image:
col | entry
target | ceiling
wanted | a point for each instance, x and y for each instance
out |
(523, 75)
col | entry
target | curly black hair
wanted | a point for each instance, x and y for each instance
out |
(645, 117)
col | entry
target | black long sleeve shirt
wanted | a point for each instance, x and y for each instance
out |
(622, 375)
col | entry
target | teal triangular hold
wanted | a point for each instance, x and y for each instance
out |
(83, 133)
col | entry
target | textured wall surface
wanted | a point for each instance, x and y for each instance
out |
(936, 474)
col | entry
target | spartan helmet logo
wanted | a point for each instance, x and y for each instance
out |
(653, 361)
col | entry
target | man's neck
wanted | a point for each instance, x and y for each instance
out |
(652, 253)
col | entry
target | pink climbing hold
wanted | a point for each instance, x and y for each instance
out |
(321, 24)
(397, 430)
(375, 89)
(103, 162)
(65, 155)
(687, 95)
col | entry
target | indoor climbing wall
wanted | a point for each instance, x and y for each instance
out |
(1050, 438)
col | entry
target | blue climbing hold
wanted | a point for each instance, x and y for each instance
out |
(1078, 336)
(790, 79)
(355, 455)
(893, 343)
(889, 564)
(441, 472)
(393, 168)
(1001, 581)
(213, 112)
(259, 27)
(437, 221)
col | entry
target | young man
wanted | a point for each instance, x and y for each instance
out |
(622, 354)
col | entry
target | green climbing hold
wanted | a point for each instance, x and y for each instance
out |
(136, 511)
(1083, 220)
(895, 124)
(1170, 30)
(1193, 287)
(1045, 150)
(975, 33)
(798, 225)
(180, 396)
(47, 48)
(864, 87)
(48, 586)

___

:: REQUIREMENT ::
List every line of the data above that contains the word "black".

:: OUTPUT FOR THIS TASK ::
target | curly black hair
target | black long sleeve shirt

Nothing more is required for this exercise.